[EXERCISE SET]
[1] In the prize announcement, how many Africans were carried across the Middle Passage?
[2] Duplicate the passage of the prize announcement starting at "Presented to Rediker" and ending at "in the country.".
[3] According to the prize announcement, why did Rediker give his book the subtitle "a human history"?
>> START SOURCE DOCUMENT
| Mount Vernon,
VA — The fourth annual $50,000 George Washington
Book Prize, honoring the most important new book about
America's founding era, was awarded at Mount Vernon
on May 29 to Marcus Rediker for The Slave Ship:
A Human History (Viking, 2007). In this bicentennial
year of the abolition of the slave trade, Rediker—a
prize-winning author who chairs the history department
at the University of Pittsburgh—was honored for
his definitive and painfully evocative account of the
floating prisons that carried an estimated 12.4 million
Africans across the "Middle Passage" of the
Atlantic to help build the new America.
A social historian, Rediker's subject is not only the
ships—vessels of such terror they had to be outfitted
with special netting to prevent the desperate Africans
from throwing themselves overboard—but the kidnapped
Africans and their many individual histories and attempts
at resistance; the common sailors who were their prison
guards, tormentors and sometime fellow victims; and
the necessarily brutal ships' captains who were the
agents of a new global capitalism made possible by the
trade in human life.
"One of the things I wanted to do in this book
was to make our understanding of the slave trade concrete—hence,
my subtitle, 'a human history'—because I think
our capacity to live with injustice depends to some
extent on making it abstract," said Rediker, whose
fierce opposition to the death penalty was the inspiration
for The Slave Ship and its exploration of what
he describes as the historic connection between race
and terror. "The George Washington Book Prize is
a tremendous honor, and a surprise. I grew up in the
South, went to high school in Virginia, so George Washington
and the Virginia aristocracy always loomed large in
my mind. It's where I first came to understand issues
of race and class and I've been working on them ever
since."
Presented to Rediker at a black-tie dinner attended
by some 200 luminaries from the worlds of book publishing,
politics, journalism and academia, the George Washington
Book Prize includes a medal and $50,000—making
it one of the largest history awards in the country.
>> END SOURCE DOCUMENT
>> START ENTRIES SUPPLIED
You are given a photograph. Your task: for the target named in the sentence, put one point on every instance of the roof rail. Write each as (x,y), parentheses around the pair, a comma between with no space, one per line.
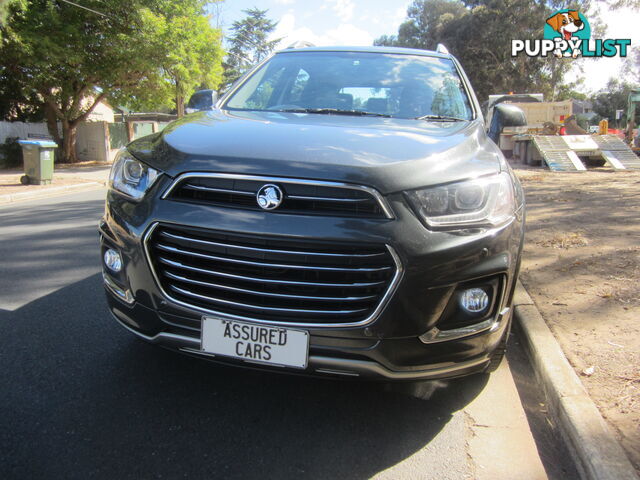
(300,44)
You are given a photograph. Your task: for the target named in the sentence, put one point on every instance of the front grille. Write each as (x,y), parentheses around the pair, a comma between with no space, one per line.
(271,279)
(300,197)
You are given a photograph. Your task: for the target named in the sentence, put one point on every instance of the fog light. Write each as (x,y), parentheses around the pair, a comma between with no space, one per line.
(474,300)
(113,260)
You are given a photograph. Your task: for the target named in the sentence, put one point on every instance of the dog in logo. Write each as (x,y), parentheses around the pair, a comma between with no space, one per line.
(566,24)
(269,197)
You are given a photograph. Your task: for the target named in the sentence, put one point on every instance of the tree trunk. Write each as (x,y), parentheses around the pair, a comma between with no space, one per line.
(52,123)
(179,101)
(69,132)
(180,105)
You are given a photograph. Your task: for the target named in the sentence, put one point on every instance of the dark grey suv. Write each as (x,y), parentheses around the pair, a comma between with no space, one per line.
(340,211)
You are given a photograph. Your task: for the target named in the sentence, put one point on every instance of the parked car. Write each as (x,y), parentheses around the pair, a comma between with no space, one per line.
(339,212)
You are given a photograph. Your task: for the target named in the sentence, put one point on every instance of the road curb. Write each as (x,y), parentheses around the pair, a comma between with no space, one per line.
(47,192)
(593,446)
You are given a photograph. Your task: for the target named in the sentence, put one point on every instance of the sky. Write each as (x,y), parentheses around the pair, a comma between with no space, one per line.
(359,22)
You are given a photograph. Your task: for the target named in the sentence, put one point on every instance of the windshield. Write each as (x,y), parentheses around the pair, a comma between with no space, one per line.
(403,86)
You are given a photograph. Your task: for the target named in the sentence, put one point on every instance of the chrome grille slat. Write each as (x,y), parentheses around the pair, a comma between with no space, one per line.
(263,264)
(267,294)
(270,250)
(275,280)
(265,280)
(220,190)
(261,307)
(300,196)
(327,199)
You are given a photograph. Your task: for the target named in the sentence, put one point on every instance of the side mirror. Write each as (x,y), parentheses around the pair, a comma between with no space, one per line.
(505,115)
(202,100)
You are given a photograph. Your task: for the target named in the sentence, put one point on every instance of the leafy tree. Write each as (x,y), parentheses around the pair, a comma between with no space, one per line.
(613,97)
(67,58)
(248,43)
(5,6)
(191,59)
(479,34)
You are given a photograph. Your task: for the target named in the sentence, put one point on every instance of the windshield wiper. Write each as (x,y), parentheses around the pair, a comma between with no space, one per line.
(440,118)
(335,111)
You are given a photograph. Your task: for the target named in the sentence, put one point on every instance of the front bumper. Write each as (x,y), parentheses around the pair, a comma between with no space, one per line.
(407,339)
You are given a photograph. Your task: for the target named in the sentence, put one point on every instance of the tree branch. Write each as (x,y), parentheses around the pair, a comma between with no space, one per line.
(96,101)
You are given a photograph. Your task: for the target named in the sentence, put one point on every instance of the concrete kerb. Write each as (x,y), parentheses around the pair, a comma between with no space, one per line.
(595,450)
(48,192)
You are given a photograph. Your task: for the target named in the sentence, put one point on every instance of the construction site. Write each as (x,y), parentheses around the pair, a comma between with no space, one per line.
(538,133)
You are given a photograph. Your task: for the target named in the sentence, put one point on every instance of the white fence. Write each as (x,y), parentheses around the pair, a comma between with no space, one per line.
(21,129)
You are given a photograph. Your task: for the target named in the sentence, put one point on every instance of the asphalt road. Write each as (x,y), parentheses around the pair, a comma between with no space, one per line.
(81,398)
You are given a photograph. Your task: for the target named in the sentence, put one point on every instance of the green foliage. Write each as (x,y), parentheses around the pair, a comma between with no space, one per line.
(614,97)
(10,153)
(248,43)
(6,6)
(67,58)
(479,34)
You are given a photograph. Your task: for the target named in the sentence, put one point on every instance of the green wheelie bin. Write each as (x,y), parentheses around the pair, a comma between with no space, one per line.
(38,158)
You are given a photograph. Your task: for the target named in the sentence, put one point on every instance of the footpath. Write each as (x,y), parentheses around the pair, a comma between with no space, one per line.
(66,178)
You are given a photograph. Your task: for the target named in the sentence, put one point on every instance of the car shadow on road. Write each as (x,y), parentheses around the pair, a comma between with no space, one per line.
(82,398)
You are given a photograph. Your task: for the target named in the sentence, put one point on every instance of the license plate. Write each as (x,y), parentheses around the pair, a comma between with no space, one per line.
(255,343)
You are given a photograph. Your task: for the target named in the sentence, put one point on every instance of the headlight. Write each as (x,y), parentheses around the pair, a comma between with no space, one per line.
(130,176)
(486,201)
>> END ENTRIES SUPPLIED
[ANSWERS GIVEN]
[1] An estimated 12.4 million Africans.

[2]
Presented to Rediker at a black-tie dinner attended
by some 200 luminaries from the worlds of book publishing,
politics, journalism and academia, the George Washington
Book Prize includes a medal and $50,000—making
it one of the largest history awards in the country.

[3] He wanted to make our understanding of the slave trade concrete. He believes our capacity to live with injustice depends to some extent on making it abstract.